→ **Work to be completed**
Retype, word for word, each line between the lines holding "target | house" and "target | sky", inclusive, and leave the rest of the data alone.

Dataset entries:
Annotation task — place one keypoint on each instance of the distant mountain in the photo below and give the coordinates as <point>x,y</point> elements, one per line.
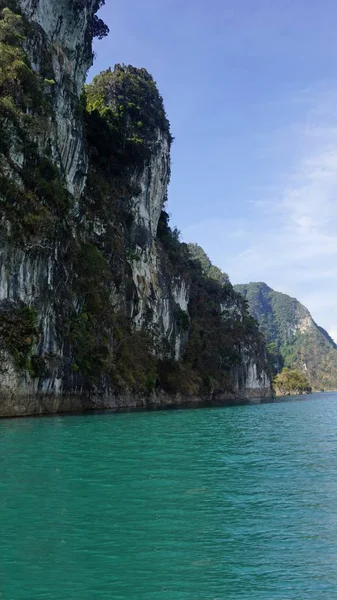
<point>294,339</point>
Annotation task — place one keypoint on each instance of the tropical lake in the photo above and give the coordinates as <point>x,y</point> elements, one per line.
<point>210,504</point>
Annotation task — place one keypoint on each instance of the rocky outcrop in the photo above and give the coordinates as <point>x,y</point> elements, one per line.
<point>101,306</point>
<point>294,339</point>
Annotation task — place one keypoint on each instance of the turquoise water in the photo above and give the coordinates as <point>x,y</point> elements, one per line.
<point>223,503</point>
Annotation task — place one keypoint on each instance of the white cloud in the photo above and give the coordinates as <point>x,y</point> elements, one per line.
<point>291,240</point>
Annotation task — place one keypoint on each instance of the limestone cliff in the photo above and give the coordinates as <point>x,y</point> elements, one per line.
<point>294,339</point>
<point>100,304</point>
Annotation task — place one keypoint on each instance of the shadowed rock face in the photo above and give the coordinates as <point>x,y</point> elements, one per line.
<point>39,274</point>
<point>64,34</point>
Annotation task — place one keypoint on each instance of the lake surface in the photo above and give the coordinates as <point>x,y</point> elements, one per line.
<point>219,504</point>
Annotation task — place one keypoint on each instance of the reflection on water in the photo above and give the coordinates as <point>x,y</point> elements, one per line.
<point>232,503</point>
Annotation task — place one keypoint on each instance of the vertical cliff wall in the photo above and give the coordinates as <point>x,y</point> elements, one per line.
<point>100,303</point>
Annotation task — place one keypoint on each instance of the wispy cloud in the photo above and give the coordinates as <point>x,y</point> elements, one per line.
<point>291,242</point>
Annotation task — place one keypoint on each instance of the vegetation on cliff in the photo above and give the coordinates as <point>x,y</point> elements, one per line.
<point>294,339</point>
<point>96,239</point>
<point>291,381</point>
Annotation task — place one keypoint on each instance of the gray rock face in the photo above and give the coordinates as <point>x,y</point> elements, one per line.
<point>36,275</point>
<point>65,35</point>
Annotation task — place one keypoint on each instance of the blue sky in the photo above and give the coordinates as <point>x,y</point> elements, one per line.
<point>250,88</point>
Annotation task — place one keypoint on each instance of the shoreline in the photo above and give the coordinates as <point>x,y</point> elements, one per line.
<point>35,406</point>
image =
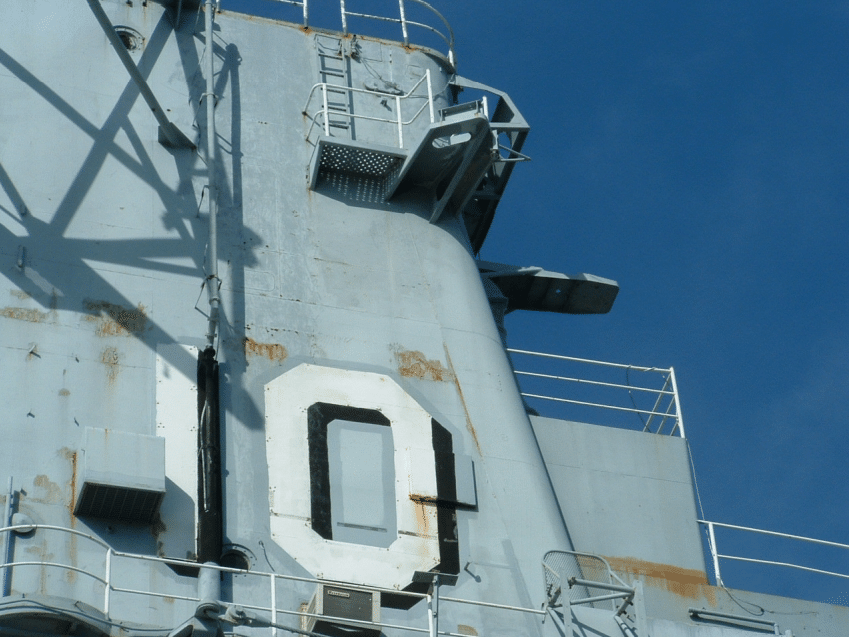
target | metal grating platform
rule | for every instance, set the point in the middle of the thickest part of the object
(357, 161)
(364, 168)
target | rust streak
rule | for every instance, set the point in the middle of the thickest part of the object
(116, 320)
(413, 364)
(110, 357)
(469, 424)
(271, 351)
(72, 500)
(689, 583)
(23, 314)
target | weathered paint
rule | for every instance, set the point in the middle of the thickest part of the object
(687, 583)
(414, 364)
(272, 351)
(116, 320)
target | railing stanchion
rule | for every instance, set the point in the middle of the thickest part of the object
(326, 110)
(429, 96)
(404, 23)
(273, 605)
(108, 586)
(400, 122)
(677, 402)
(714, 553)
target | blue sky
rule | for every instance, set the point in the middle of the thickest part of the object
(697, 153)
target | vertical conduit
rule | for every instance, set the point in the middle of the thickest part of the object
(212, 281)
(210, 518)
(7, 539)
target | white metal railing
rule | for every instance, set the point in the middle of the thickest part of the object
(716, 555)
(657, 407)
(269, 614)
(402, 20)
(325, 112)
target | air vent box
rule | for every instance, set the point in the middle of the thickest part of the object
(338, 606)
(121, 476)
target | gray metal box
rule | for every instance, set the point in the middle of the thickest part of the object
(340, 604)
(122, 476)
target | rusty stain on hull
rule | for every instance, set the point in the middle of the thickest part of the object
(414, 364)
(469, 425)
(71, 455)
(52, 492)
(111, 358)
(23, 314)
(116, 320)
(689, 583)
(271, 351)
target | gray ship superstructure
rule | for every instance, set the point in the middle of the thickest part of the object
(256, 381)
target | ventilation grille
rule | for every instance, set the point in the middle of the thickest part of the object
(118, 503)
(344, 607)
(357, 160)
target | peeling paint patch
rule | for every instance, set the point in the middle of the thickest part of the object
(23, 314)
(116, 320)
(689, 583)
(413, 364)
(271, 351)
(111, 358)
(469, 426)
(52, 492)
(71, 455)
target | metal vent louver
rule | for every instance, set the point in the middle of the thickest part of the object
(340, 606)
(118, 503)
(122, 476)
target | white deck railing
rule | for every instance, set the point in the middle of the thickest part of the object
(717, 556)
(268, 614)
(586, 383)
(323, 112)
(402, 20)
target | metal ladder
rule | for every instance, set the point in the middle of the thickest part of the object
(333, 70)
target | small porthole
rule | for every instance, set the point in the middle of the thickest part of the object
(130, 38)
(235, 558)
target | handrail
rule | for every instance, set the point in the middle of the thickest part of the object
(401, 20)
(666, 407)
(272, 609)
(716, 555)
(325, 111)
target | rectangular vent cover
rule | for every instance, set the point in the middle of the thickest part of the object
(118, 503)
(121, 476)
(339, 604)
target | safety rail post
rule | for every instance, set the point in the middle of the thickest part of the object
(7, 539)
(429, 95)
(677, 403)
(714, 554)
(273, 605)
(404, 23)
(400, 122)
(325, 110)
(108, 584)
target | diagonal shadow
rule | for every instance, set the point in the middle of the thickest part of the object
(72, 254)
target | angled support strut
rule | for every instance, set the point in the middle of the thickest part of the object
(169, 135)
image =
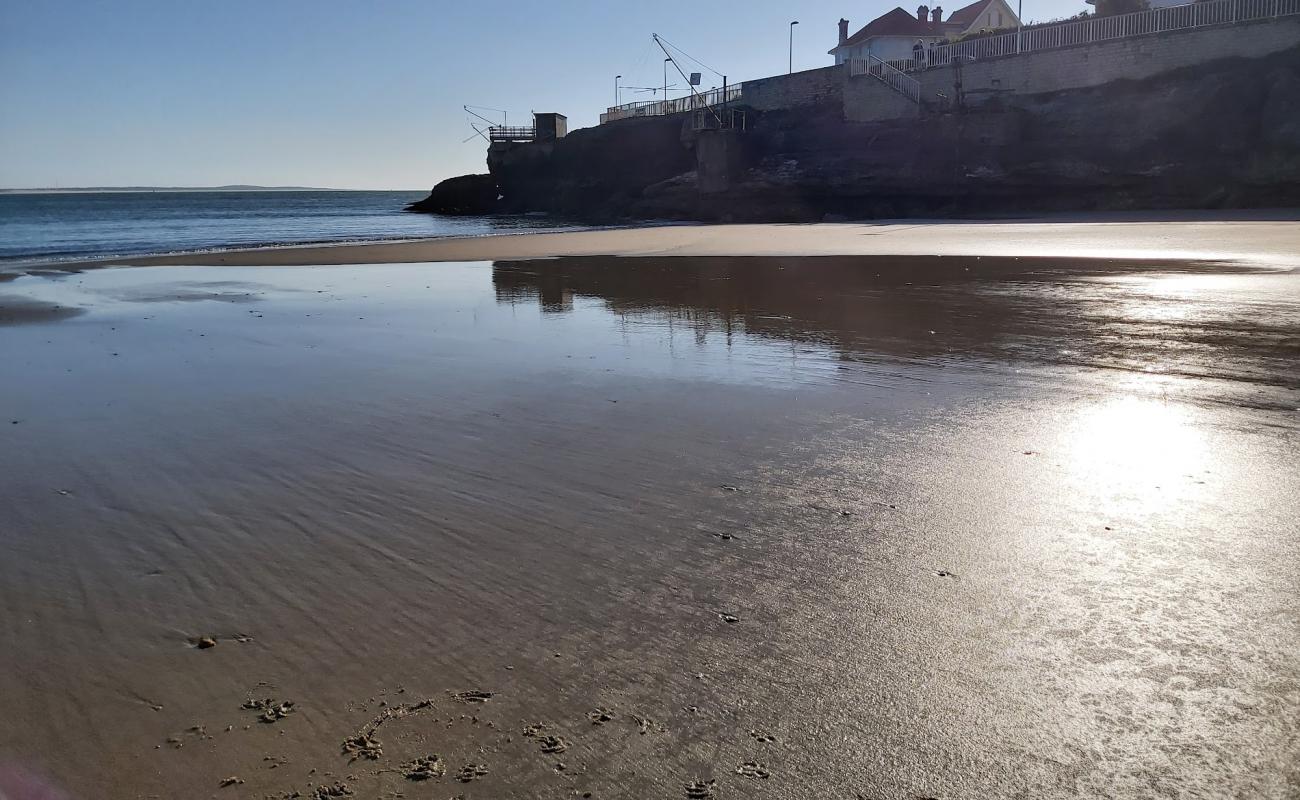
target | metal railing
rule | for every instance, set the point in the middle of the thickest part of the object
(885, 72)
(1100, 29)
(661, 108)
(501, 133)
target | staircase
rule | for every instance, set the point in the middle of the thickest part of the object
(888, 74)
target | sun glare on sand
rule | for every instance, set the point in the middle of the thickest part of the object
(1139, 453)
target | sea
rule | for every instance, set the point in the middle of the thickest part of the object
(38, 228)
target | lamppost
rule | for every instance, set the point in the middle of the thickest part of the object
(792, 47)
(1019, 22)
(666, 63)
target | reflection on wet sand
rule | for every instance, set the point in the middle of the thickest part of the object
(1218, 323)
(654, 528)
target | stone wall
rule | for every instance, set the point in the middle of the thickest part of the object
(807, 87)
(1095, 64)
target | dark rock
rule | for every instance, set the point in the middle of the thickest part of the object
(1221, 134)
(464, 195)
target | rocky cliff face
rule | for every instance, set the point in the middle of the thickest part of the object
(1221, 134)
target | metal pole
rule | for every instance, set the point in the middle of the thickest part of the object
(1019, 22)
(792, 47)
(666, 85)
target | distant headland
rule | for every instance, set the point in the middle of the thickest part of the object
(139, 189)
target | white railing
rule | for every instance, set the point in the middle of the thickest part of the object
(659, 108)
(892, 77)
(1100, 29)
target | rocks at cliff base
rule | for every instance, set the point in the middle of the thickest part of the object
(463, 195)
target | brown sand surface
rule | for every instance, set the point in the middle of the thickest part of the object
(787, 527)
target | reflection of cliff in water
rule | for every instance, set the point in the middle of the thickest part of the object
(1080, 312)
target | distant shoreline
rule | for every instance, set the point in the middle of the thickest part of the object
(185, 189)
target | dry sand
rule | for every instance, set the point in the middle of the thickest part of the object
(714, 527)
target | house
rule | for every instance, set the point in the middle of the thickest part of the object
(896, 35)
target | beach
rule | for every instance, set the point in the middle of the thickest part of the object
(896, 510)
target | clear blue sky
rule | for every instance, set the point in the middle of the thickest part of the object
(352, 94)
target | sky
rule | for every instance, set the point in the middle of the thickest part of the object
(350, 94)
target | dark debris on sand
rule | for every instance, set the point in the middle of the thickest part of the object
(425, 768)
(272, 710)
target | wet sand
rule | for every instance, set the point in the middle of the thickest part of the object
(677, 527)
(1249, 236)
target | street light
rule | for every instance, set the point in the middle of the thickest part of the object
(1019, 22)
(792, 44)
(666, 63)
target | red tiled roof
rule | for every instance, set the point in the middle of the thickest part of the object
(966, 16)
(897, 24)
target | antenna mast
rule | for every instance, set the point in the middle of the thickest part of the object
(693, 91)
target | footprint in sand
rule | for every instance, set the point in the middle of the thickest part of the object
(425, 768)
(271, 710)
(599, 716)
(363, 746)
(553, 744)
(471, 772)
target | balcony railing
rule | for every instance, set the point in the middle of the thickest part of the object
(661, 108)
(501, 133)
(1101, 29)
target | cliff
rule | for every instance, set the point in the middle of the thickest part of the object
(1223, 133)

→ **Result of the exercise**
target | house
rule | for every instance, set the point in the middle of the thickest part of the object
(896, 35)
target | beach
rule | for every instance, set the point in the middle of the thickest part of the object
(896, 510)
target | clear blue sky
rule | for every instance, set the point in the middle of the thickest part of the object
(352, 94)
target | sky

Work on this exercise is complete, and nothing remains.